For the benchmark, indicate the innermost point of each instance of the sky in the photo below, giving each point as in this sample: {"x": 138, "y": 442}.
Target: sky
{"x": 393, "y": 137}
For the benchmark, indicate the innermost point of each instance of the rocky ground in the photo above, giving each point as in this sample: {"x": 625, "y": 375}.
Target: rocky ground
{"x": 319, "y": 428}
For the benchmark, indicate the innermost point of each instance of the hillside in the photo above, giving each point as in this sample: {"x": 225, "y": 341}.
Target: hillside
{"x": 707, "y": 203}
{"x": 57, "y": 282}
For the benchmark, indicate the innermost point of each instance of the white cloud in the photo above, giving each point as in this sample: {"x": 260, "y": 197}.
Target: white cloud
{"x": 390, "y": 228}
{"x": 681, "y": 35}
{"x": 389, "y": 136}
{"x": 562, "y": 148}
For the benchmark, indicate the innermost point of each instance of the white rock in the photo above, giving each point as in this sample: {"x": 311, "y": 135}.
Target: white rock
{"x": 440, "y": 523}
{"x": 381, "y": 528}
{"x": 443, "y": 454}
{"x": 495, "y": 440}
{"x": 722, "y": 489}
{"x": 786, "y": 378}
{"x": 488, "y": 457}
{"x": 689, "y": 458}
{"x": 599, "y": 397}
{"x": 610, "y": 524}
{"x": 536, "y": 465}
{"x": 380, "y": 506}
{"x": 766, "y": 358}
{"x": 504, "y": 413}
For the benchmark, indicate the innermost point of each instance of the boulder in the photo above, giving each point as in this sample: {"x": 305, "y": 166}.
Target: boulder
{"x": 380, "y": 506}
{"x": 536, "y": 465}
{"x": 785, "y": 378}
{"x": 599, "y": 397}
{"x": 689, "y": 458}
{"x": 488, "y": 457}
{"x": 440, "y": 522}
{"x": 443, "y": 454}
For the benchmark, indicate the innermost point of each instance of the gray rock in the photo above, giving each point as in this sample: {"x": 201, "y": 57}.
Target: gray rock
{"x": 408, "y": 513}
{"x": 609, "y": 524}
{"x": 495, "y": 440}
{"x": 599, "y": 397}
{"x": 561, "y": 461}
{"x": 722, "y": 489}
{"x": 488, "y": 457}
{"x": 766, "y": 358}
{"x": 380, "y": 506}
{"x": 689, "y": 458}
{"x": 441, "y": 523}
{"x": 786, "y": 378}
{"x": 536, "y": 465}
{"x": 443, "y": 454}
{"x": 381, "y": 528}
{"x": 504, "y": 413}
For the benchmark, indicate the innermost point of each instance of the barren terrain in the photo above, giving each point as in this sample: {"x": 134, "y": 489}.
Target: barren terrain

————

• **What this task involves**
The lines to reproduce run from the line containing "of the boulder" to the end of the listing; write them out exactly and add nothing.

• **Task output**
For the benchmark, indicate the innermost point of each instance of the boulder in the photo above, giving each point as in this sample: {"x": 305, "y": 166}.
Target: boulder
{"x": 380, "y": 506}
{"x": 536, "y": 465}
{"x": 785, "y": 378}
{"x": 599, "y": 397}
{"x": 689, "y": 458}
{"x": 488, "y": 457}
{"x": 440, "y": 522}
{"x": 443, "y": 454}
For the benchmark, indicate the innermost point of each instance of the gray rock in the photo above, giving each point as in this sample: {"x": 201, "y": 57}.
Target: gray rock
{"x": 408, "y": 513}
{"x": 609, "y": 524}
{"x": 495, "y": 440}
{"x": 599, "y": 397}
{"x": 561, "y": 461}
{"x": 722, "y": 489}
{"x": 488, "y": 457}
{"x": 766, "y": 358}
{"x": 380, "y": 506}
{"x": 689, "y": 458}
{"x": 441, "y": 523}
{"x": 786, "y": 378}
{"x": 536, "y": 465}
{"x": 443, "y": 454}
{"x": 381, "y": 528}
{"x": 504, "y": 413}
For the benchmark, indicate the innermost point of each instance of the barren terrain in the photo above, giving each point as in this sample: {"x": 134, "y": 489}.
Target: barren terrain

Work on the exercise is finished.